*Your instructions*
Copy exactly the run of lines that begins at the line with "Reviewer check: make sure each instance of the khaki" and ends at the final line of the entries.

(Dataset excerpt)
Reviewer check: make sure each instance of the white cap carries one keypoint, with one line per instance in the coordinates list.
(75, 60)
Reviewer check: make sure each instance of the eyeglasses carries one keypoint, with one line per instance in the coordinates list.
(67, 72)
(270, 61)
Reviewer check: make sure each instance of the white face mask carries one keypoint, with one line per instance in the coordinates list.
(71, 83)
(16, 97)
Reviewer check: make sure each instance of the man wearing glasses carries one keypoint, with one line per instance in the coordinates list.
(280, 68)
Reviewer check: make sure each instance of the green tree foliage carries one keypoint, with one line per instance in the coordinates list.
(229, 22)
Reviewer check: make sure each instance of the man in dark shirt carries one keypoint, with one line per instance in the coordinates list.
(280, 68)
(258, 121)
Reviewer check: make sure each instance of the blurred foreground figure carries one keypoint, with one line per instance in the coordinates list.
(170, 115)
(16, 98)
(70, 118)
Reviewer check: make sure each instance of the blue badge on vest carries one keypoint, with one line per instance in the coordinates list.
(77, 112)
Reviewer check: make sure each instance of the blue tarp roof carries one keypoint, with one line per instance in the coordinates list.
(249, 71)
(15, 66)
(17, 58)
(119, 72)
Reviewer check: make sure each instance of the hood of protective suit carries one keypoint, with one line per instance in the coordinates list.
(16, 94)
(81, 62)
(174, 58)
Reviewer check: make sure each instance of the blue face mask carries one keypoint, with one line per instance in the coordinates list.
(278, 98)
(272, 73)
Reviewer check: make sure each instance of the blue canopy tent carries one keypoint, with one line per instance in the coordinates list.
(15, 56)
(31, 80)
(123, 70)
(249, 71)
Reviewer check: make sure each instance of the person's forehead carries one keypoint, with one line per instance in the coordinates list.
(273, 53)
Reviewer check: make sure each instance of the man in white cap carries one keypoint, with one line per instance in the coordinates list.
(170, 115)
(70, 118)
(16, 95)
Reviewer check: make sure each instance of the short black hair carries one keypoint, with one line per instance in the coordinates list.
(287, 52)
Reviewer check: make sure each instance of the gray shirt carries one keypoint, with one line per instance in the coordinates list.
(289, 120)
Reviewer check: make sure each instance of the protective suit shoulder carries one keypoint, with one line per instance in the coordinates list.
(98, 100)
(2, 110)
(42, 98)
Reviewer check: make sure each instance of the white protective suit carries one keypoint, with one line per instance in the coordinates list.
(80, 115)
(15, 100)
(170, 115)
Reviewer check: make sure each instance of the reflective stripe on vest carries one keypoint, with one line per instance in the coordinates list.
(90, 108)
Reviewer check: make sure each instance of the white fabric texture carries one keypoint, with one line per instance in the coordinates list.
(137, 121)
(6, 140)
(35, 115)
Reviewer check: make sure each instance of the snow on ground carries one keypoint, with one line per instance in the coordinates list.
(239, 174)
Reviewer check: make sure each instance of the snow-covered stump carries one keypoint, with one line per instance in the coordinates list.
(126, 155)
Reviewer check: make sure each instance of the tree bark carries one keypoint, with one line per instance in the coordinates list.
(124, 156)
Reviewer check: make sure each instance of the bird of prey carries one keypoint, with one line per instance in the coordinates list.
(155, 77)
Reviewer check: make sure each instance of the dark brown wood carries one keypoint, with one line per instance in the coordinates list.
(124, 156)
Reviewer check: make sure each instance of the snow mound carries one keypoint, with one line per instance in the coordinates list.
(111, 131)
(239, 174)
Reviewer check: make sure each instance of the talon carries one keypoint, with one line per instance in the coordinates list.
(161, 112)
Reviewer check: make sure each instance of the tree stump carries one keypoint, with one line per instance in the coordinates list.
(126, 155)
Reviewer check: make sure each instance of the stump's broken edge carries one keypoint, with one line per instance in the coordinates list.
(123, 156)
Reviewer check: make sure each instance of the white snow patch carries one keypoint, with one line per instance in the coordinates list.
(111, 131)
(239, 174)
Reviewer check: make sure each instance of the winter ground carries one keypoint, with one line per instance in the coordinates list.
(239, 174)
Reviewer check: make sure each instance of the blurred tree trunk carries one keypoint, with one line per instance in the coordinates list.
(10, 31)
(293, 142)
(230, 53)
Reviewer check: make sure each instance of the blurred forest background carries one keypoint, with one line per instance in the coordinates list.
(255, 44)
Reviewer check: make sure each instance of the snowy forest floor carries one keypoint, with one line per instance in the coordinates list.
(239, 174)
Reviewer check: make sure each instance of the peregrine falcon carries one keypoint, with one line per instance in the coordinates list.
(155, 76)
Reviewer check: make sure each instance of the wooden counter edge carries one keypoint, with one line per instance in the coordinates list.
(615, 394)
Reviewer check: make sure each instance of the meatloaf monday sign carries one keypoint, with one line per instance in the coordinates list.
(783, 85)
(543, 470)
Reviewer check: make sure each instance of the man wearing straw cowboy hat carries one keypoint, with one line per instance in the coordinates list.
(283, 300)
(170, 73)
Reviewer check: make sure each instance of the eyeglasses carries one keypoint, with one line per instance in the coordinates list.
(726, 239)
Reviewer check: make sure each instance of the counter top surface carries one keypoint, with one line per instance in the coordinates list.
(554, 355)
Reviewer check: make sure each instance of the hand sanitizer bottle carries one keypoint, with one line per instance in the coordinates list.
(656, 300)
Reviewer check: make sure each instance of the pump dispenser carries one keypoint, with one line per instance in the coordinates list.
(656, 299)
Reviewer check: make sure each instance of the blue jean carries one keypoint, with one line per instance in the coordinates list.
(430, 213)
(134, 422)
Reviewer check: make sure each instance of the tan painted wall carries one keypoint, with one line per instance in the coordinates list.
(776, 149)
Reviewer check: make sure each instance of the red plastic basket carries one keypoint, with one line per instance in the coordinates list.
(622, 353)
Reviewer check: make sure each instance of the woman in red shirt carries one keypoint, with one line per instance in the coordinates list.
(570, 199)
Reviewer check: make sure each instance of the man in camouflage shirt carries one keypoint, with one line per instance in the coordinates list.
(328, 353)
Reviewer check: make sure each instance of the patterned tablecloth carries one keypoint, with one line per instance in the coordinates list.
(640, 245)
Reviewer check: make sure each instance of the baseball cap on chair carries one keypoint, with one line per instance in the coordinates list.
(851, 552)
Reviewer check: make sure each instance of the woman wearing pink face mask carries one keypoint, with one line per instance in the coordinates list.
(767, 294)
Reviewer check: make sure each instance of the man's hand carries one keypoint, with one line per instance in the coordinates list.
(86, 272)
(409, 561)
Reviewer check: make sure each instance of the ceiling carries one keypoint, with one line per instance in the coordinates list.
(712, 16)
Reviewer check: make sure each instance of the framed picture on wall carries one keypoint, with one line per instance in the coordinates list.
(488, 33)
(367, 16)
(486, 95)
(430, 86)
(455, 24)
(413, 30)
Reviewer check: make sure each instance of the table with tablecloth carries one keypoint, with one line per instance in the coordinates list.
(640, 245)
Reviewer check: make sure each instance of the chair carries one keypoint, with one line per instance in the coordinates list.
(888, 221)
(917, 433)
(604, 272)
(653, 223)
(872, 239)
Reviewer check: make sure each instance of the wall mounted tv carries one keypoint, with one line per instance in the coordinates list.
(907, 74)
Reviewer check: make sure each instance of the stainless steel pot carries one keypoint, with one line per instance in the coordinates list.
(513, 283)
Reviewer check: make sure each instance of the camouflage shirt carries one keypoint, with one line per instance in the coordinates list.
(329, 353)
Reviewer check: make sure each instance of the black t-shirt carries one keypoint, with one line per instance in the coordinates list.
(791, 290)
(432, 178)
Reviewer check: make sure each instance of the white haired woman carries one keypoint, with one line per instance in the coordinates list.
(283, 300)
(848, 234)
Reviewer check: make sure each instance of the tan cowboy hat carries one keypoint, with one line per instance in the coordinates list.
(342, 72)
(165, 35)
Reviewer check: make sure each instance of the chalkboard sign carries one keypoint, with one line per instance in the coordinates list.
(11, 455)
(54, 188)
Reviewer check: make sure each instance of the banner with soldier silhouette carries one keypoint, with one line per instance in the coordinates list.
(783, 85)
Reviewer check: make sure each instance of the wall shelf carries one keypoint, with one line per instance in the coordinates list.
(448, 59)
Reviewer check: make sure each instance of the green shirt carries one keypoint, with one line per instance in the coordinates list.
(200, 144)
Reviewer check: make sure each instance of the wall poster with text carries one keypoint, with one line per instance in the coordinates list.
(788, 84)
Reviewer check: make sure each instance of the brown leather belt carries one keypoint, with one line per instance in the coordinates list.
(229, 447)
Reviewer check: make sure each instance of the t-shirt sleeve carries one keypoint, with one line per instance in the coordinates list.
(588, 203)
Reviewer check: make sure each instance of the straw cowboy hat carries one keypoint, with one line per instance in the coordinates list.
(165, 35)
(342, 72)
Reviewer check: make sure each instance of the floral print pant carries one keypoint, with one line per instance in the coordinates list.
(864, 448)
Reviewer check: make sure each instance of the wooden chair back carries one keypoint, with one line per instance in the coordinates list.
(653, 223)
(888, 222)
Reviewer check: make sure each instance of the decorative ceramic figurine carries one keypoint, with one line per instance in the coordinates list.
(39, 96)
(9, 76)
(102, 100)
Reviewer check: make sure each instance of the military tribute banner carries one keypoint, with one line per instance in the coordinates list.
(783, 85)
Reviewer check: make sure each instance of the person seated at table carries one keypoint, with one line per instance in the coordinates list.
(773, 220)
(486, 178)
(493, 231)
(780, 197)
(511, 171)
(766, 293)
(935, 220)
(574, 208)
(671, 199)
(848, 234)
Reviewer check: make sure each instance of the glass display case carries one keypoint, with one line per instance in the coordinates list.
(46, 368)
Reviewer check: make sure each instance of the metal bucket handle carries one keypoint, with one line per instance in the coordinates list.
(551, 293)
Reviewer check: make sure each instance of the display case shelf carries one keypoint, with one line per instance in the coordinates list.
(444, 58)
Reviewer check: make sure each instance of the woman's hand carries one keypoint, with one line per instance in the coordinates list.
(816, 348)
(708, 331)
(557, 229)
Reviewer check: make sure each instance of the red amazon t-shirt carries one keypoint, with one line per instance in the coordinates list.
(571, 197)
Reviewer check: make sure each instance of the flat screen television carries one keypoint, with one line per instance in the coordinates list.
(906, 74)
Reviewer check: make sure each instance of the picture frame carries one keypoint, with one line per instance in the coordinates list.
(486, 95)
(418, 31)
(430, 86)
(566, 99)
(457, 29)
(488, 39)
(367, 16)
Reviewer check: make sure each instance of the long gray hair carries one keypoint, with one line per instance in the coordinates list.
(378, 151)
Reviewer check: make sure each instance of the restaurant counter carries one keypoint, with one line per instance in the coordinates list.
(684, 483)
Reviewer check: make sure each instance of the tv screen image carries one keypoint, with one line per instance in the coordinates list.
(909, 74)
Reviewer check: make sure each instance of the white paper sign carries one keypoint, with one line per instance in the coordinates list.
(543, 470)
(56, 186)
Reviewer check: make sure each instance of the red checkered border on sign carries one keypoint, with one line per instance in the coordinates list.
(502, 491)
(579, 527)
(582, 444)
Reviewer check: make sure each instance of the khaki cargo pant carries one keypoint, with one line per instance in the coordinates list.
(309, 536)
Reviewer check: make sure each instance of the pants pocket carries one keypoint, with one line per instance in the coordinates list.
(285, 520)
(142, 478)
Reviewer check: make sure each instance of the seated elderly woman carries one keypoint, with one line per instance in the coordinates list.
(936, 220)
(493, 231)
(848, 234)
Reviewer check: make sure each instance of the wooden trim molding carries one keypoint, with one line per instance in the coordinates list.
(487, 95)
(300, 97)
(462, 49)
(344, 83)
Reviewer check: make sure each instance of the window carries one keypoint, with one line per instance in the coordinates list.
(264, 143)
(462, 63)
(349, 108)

*Answer for the task*
Reviewer check: make sure each instance of the khaki cargo pant carries one keypoint, with one line per instance in the coordinates list.
(309, 536)
Reviewer check: make sure each instance of the pants pocket carries one keypoint, with one line per instance in the coordinates list.
(285, 520)
(142, 478)
Reviewer check: make sure each instance of the seated elderly woman carries one keypoint, with one line per instance in the coordinates list.
(936, 220)
(493, 231)
(848, 234)
Reviewer check: make sure each instance of the wooden trim molding carries one keypoint, with one line per instance in the coordinates list.
(487, 95)
(300, 97)
(462, 49)
(344, 83)
Reviewer check: make sure each instance of the window carries one keypoint, with one line per instance in the coordinates list.
(264, 143)
(462, 63)
(349, 108)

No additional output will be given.